Provided text:
Student Scholar Symposium Abstracts and Posters

Document Type


Publication Date

Spring 5-2020

Faculty Advisor(s)

David Pincus


Personality tests aim to identify key traits that differentiate personality based on answers to questionnaires. Furthermore, it is possible that the intensity of identification with personality traits may be related to response times to the individual questions on the personality test. This current study looks to replicate the research conducted by Pincus et al. (2019) in Fractal Self-Structure and Psychological Resilience. Pincus investigates the hypothesis that the self is fractal and that its fractal structure can be captured within the distribution of response times to the MMPI-2. The current study attempts to replicate the methodology used in Pincus et al. (2019) using the Big Five personality traits as identified in a shorter, fifty item questionnaire (i.e., the M5-50). The same analytic technique will be used, examining the shape of the exponential distribution of response times to the 50 individual items for each participant. This study looks at the individual questions as measured by response time as predictive of fractal personality structure and tests whether the shape of the distribution (relatively steep or shallow) predicts levels of psychopathology (e.g., anxiety, depression, and obsessive-compulsive symptoms). The significance of this study is to test if this methodology, specifically analysis of the reaction time distributions, can be applied to the M5-50 in a manner that measures fractal self structure and focuses on general personality traits.


Presented at the Spring 2020 Student Scholar Symposium at Chapman University.

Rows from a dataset
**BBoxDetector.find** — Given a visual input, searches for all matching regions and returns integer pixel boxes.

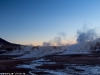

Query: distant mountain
[0,38,21,50]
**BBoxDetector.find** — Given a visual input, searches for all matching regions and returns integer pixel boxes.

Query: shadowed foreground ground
[0,54,100,75]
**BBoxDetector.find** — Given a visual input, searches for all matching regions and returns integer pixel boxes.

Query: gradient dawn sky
[0,0,100,45]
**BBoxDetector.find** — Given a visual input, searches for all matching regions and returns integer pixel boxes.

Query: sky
[0,0,100,45]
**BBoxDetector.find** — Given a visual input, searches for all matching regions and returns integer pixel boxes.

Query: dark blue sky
[0,0,100,45]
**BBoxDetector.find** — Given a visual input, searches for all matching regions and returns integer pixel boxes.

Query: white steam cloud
[43,32,66,46]
[76,29,98,43]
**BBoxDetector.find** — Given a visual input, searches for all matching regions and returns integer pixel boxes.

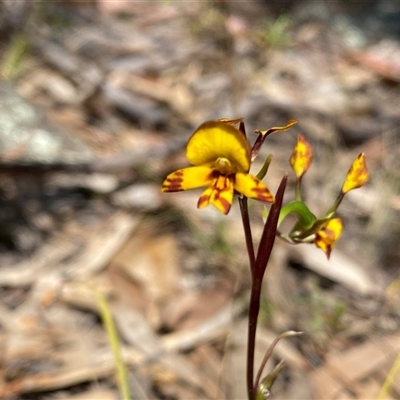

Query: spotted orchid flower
[161,120,274,214]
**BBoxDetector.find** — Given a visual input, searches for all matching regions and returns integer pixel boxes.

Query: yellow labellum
[314,218,343,258]
[186,121,250,172]
[342,153,369,194]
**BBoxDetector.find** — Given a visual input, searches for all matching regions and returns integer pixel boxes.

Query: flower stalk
[161,118,369,400]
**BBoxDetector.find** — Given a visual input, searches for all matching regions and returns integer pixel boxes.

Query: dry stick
[245,175,287,400]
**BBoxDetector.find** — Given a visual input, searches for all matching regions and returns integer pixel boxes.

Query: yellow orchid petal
[234,172,274,203]
[289,135,313,179]
[342,153,369,194]
[197,175,233,214]
[186,121,250,172]
[161,165,215,192]
[314,218,343,258]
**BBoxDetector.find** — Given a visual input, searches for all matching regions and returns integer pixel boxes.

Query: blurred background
[0,0,400,400]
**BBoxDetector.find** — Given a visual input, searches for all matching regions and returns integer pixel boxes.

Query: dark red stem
[242,175,287,400]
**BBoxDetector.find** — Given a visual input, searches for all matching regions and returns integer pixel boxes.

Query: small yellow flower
[289,135,313,179]
[342,153,369,194]
[161,121,274,214]
[314,218,343,258]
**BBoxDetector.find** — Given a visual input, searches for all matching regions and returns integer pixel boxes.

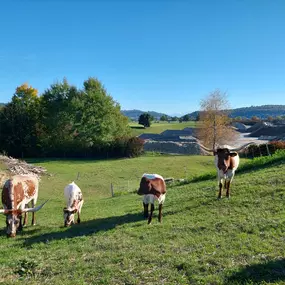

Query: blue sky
[0,0,285,114]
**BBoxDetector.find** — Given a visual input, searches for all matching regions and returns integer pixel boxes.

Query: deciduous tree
[197,90,237,149]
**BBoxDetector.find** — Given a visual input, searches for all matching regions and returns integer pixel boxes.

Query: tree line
[0,78,143,157]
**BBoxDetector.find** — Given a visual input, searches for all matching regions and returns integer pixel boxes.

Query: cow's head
[63,208,77,227]
[137,177,152,195]
[0,200,48,237]
[214,148,238,173]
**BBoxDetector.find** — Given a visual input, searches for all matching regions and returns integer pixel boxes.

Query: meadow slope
[0,155,285,285]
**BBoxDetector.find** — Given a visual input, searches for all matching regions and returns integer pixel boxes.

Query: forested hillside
[0,78,143,157]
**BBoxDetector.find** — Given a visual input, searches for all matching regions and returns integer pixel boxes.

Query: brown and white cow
[137,173,166,224]
[0,175,47,237]
[63,182,84,227]
[199,142,254,199]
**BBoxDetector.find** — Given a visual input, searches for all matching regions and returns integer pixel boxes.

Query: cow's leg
[148,203,154,224]
[158,204,163,223]
[218,180,223,199]
[143,203,148,219]
[225,181,231,198]
[23,213,28,227]
[32,200,36,226]
[18,214,23,231]
[77,200,84,224]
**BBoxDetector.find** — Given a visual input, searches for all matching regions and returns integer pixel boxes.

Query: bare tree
[197,89,237,149]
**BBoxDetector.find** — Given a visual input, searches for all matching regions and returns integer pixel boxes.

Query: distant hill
[121,110,166,121]
[189,105,285,119]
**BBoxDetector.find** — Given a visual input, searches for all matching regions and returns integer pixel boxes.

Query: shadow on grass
[225,259,285,284]
[23,212,144,246]
[131,126,145,130]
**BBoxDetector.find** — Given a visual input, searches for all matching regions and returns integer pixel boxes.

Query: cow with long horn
[0,175,47,237]
[199,142,254,199]
[63,181,84,227]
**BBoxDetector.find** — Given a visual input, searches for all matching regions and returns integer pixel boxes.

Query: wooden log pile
[0,155,47,178]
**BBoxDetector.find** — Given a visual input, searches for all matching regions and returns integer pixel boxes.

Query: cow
[137,173,166,224]
[0,175,48,237]
[63,182,84,227]
[199,142,254,199]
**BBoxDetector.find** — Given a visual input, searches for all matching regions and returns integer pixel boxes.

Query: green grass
[129,121,196,136]
[0,154,285,285]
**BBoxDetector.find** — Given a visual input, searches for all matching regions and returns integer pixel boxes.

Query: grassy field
[0,154,285,285]
[129,121,196,136]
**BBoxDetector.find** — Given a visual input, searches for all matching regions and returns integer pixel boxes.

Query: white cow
[63,182,84,227]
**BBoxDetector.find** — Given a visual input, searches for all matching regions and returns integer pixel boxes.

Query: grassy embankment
[0,153,285,285]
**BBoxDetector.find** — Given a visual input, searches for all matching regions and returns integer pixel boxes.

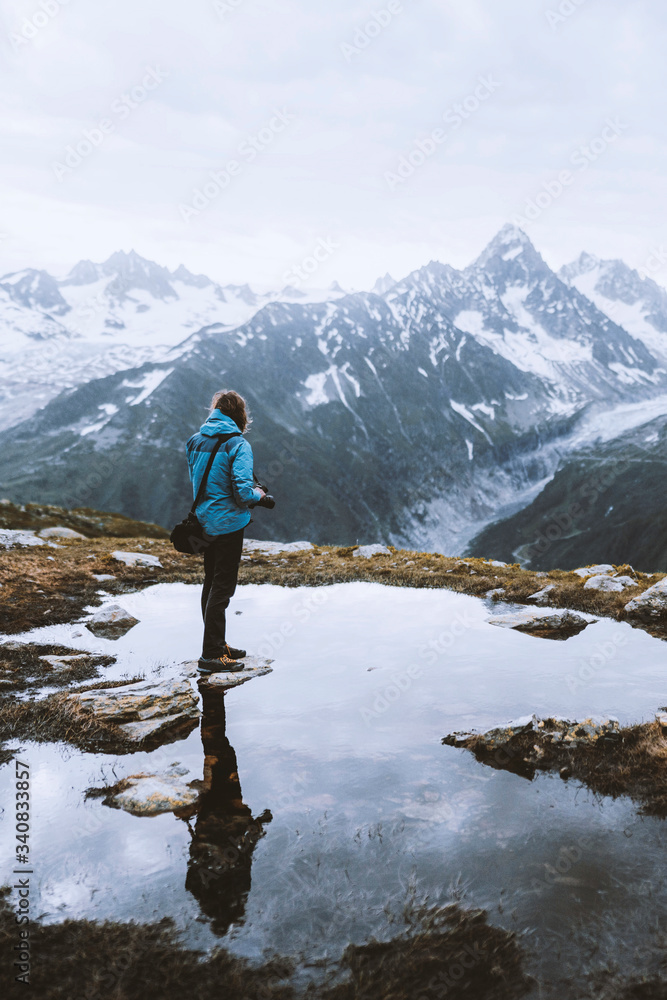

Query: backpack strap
[190,431,241,514]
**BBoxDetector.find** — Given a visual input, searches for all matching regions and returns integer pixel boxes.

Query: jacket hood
[199,410,240,437]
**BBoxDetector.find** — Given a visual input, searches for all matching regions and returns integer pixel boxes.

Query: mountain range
[0,226,667,568]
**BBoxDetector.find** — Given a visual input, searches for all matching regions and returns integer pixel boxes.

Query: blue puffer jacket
[186,410,262,535]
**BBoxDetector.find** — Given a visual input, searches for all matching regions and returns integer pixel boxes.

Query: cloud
[0,0,667,287]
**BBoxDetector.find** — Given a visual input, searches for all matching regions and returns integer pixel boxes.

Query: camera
[250,482,276,510]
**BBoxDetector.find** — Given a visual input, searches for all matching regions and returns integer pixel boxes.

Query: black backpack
[169,431,241,556]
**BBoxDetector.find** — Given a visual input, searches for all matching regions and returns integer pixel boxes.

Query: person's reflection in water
[185,684,272,936]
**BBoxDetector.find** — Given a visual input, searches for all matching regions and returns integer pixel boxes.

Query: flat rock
[84,604,139,639]
[573,563,616,579]
[625,576,667,621]
[39,525,87,541]
[40,653,95,670]
[184,656,273,691]
[98,764,201,816]
[487,610,591,639]
[584,575,634,594]
[352,544,391,559]
[528,583,556,604]
[111,551,162,569]
[442,715,620,752]
[70,678,199,743]
[243,538,315,555]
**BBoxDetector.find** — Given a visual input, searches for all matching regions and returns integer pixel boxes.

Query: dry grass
[0,642,114,694]
[446,722,667,818]
[0,692,128,751]
[0,537,659,634]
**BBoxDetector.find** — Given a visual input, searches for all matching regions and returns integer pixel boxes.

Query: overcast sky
[0,0,667,288]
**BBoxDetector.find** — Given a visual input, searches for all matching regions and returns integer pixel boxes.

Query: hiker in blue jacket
[186,390,265,674]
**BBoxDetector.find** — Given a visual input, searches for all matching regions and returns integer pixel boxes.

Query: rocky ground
[0,504,667,1000]
[0,504,667,636]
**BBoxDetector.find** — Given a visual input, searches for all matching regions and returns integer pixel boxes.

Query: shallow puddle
[0,583,667,988]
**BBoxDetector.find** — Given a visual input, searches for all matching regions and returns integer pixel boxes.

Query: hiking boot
[225,643,248,660]
[199,655,245,676]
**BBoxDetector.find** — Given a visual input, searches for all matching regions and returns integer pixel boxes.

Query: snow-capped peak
[472,223,546,269]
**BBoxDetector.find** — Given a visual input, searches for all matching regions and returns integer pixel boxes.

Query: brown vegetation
[0,904,529,1000]
[446,720,667,818]
[0,537,659,634]
[0,696,128,751]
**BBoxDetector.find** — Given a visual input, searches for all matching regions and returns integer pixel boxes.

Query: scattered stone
[528,583,556,604]
[487,611,594,639]
[352,544,391,559]
[625,576,667,621]
[573,563,616,579]
[84,604,139,639]
[111,552,162,569]
[0,528,44,549]
[184,656,273,691]
[39,525,86,541]
[70,678,199,744]
[243,538,315,555]
[94,764,201,816]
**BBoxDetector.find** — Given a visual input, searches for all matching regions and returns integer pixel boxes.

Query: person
[186,389,266,675]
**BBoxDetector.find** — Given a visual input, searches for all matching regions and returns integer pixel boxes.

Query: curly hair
[211,389,251,433]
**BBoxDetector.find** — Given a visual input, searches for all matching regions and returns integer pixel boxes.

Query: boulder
[243,538,315,555]
[352,544,391,559]
[39,525,87,541]
[487,610,594,639]
[96,764,201,816]
[84,604,139,639]
[572,563,616,579]
[111,552,162,569]
[625,576,667,621]
[70,678,199,744]
[442,715,620,753]
[184,656,273,691]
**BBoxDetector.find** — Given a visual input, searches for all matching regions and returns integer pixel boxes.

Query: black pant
[201,528,245,660]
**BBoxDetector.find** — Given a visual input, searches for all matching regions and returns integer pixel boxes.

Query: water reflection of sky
[0,584,667,978]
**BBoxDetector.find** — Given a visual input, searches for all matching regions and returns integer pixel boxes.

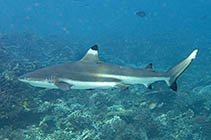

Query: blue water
[0,0,211,140]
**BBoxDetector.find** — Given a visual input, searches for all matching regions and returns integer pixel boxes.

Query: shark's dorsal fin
[144,63,154,71]
[80,45,101,63]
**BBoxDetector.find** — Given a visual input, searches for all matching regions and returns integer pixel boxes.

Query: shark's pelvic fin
[166,49,198,91]
[80,45,101,63]
[55,81,72,91]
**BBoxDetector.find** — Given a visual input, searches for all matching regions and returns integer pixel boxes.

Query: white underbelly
[62,80,117,89]
[28,81,58,89]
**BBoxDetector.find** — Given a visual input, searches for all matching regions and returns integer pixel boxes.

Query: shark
[18,45,198,91]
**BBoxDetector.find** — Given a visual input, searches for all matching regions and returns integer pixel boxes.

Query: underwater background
[0,0,211,140]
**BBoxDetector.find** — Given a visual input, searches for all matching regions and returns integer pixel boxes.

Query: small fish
[136,11,146,17]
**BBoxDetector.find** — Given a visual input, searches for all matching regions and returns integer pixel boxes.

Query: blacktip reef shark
[19,45,198,91]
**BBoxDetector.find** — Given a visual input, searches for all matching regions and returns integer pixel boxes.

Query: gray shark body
[19,45,197,90]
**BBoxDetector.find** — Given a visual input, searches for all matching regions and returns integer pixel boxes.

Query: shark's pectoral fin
[115,84,129,90]
[147,84,152,89]
[55,81,72,91]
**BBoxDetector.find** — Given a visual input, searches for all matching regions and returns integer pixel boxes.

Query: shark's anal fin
[116,84,129,91]
[55,81,72,91]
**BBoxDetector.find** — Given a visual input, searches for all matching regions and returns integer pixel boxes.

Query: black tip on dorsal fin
[144,63,153,70]
[91,45,98,51]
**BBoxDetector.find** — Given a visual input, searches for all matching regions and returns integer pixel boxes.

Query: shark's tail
[166,49,198,91]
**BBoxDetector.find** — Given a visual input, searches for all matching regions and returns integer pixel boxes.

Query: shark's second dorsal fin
[144,63,154,71]
[80,45,101,63]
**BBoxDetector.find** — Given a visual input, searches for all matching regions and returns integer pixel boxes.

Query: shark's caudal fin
[167,49,198,91]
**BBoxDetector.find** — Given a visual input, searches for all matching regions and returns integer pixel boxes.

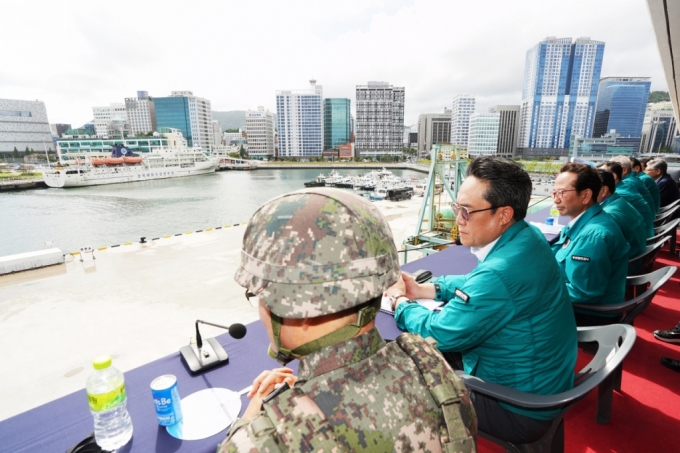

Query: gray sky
[0,0,667,126]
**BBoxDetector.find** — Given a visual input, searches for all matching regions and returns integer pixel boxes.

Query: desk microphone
[179,319,246,373]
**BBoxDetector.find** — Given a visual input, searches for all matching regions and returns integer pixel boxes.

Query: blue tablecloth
[0,209,569,453]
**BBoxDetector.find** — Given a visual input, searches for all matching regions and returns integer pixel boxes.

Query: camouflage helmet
[235,188,400,318]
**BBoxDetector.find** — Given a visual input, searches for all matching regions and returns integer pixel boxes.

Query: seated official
[630,157,661,214]
[611,156,658,216]
[220,188,477,453]
[645,159,680,207]
[597,168,647,260]
[552,163,630,326]
[387,157,577,443]
[600,162,656,238]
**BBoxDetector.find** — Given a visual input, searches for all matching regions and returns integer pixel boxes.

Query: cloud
[0,0,666,125]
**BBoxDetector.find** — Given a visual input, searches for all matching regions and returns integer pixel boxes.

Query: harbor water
[0,169,426,256]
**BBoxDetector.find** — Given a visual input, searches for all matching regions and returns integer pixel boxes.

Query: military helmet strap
[268,299,380,365]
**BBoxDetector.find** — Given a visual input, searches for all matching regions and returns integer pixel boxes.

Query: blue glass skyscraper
[154,96,193,146]
[323,98,351,149]
[518,37,604,148]
[593,77,652,138]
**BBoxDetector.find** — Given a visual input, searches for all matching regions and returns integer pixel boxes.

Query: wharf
[0,178,47,192]
[0,197,423,420]
[257,162,430,173]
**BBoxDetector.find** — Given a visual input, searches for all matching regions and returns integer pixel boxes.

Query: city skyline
[0,0,666,125]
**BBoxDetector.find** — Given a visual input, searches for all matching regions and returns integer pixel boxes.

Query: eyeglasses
[550,189,578,199]
[246,290,260,308]
[451,203,496,222]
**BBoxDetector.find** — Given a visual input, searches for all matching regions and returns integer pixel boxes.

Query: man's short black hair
[597,168,616,193]
[630,157,642,170]
[467,156,531,221]
[560,162,602,201]
[602,161,623,181]
[647,157,668,175]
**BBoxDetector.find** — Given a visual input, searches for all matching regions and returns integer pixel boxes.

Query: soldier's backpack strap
[251,387,349,453]
[397,333,477,453]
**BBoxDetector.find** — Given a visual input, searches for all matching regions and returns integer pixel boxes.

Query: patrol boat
[43,146,219,187]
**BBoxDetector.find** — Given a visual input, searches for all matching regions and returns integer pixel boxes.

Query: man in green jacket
[597,168,647,260]
[611,156,657,212]
[552,163,630,326]
[386,157,577,443]
[600,162,656,238]
[630,157,661,215]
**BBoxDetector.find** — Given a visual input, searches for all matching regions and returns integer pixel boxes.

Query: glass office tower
[518,37,604,148]
[154,96,193,146]
[593,77,652,138]
[323,98,351,149]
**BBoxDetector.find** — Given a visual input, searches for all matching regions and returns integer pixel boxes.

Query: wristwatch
[389,294,406,311]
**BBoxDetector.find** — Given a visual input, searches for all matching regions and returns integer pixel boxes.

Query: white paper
[380,296,444,314]
[531,222,564,234]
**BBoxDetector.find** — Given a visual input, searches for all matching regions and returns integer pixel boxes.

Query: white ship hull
[43,154,219,187]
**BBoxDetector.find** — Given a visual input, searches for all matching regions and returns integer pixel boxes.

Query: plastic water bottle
[86,356,132,451]
[550,204,560,226]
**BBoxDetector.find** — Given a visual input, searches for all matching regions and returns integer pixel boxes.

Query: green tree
[647,91,671,102]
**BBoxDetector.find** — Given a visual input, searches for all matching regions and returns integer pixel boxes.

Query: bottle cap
[92,355,111,370]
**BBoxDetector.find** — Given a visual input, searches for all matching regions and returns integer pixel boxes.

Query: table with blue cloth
[0,209,569,453]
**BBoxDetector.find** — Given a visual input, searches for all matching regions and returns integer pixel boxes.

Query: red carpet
[479,231,680,453]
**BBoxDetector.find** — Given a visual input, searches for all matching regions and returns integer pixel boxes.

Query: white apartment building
[0,99,55,153]
[450,94,475,148]
[213,120,222,146]
[468,113,501,156]
[276,79,324,157]
[246,107,275,159]
[355,82,406,157]
[92,103,129,137]
[125,91,156,134]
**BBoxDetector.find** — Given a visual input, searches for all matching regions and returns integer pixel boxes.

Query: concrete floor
[0,198,423,420]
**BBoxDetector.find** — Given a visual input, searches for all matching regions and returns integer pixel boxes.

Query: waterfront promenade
[0,198,423,420]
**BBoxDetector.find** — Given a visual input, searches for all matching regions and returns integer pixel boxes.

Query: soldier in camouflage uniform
[219,188,477,452]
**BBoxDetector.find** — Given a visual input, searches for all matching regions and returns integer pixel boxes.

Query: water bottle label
[87,384,126,412]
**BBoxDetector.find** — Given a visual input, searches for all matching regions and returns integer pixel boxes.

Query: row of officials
[218,157,678,452]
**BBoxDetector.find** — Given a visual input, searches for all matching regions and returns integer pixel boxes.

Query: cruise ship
[43,130,219,187]
[43,148,219,187]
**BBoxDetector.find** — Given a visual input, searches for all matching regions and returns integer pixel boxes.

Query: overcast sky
[0,0,667,126]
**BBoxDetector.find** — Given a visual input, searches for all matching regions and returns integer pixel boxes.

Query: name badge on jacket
[453,288,470,304]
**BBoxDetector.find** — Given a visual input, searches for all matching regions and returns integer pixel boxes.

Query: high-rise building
[246,107,275,159]
[92,103,130,137]
[125,91,157,134]
[640,102,677,154]
[50,123,71,138]
[418,107,452,156]
[213,120,222,146]
[450,94,475,147]
[276,79,323,157]
[593,77,652,137]
[355,82,405,157]
[518,37,604,148]
[0,99,54,153]
[467,113,501,156]
[489,105,520,158]
[323,98,352,149]
[153,91,215,151]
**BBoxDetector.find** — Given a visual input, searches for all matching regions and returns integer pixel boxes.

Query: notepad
[380,296,444,315]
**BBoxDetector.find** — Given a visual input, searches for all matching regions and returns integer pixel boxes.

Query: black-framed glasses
[451,203,497,222]
[550,189,578,200]
[246,290,260,308]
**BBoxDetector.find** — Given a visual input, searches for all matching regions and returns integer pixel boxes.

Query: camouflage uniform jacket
[220,328,476,452]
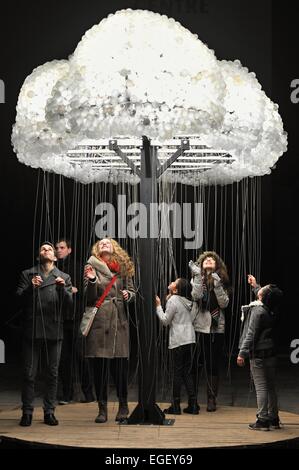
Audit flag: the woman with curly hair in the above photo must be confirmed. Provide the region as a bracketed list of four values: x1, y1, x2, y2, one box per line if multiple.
[189, 251, 229, 411]
[84, 238, 135, 423]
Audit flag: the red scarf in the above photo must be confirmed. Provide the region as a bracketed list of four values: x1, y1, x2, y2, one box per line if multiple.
[102, 259, 120, 273]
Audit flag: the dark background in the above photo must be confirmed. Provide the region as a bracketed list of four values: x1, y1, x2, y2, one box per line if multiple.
[0, 0, 299, 360]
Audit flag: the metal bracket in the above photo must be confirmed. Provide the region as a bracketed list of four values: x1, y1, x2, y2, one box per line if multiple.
[109, 140, 141, 178]
[157, 139, 190, 178]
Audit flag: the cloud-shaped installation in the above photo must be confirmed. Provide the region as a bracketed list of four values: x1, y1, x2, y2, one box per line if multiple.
[12, 10, 287, 184]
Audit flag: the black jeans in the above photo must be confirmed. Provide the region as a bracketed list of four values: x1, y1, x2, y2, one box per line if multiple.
[171, 344, 196, 399]
[76, 335, 94, 399]
[59, 322, 76, 401]
[192, 333, 224, 395]
[250, 356, 278, 421]
[93, 357, 129, 402]
[22, 339, 62, 414]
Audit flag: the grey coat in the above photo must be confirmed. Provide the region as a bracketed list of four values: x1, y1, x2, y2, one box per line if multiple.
[16, 266, 73, 340]
[157, 295, 195, 349]
[191, 274, 229, 333]
[85, 256, 135, 359]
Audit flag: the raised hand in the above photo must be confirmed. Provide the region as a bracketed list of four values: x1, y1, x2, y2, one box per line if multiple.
[248, 274, 257, 288]
[189, 260, 201, 276]
[237, 356, 245, 367]
[31, 275, 43, 288]
[55, 276, 65, 286]
[122, 290, 129, 300]
[84, 264, 97, 279]
[211, 273, 221, 287]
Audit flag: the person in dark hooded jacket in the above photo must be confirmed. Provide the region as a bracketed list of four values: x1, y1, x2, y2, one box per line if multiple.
[237, 274, 282, 431]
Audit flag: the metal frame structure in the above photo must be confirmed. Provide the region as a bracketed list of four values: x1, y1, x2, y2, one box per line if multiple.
[68, 136, 234, 425]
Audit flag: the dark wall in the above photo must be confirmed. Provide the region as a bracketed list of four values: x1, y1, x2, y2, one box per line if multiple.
[0, 0, 299, 352]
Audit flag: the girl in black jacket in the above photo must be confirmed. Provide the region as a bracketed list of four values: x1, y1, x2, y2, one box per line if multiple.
[237, 275, 282, 431]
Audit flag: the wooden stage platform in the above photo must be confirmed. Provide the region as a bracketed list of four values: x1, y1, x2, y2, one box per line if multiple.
[0, 403, 299, 449]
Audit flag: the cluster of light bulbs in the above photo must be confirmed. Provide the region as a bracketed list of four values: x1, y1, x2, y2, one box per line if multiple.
[12, 9, 287, 185]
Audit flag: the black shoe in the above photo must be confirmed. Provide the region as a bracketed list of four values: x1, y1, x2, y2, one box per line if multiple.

What you will do: Reproduce the whole symposium abstract about response times on the M5-50 personality questionnaire, word for word from start to finish.

Task response:
Student Scholar Symposium Abstracts and Posters

Document Type


Publication Date

Spring 5-2020

Faculty Advisor(s)

David Pincus


Personality tests aim to identify key traits that differentiate personality based on answers to questionnaires. Furthermore, it is possible that the intensity of identification with personality traits may be related to response times to the individual questions on the personality test. This current study looks to replicate the research conducted by Pincus et al. (2019) in Fractal Self-Structure and Psychological Resilience. Pincus investigates the hypothesis that the self is fractal and that its fractal structure can be captured within the distribution of response times to the MMPI-2. The current study attempts to replicate the methodology used in Pincus et al. (2019) using the Big Five personality traits as identified in a shorter, fifty item questionnaire (i.e., the M5-50). The same analytic technique will be used, examining the shape of the exponential distribution of response times to the 50 individual items for each participant. This study looks at the individual questions as measured by response time as predictive of fractal personality structure and tests whether the shape of the distribution (relatively steep or shallow) predicts levels of psychopathology (e.g., anxiety, depression, and obsessive-compulsive symptoms). The significance of this study is to test if this methodology, specifically analysis of the reaction time distributions, can be applied to the M5-50 in a manner that measures fractal self structure and focuses on general personality traits.


Presented at the Spring 2020 Student Scholar Symposium at Chapman University.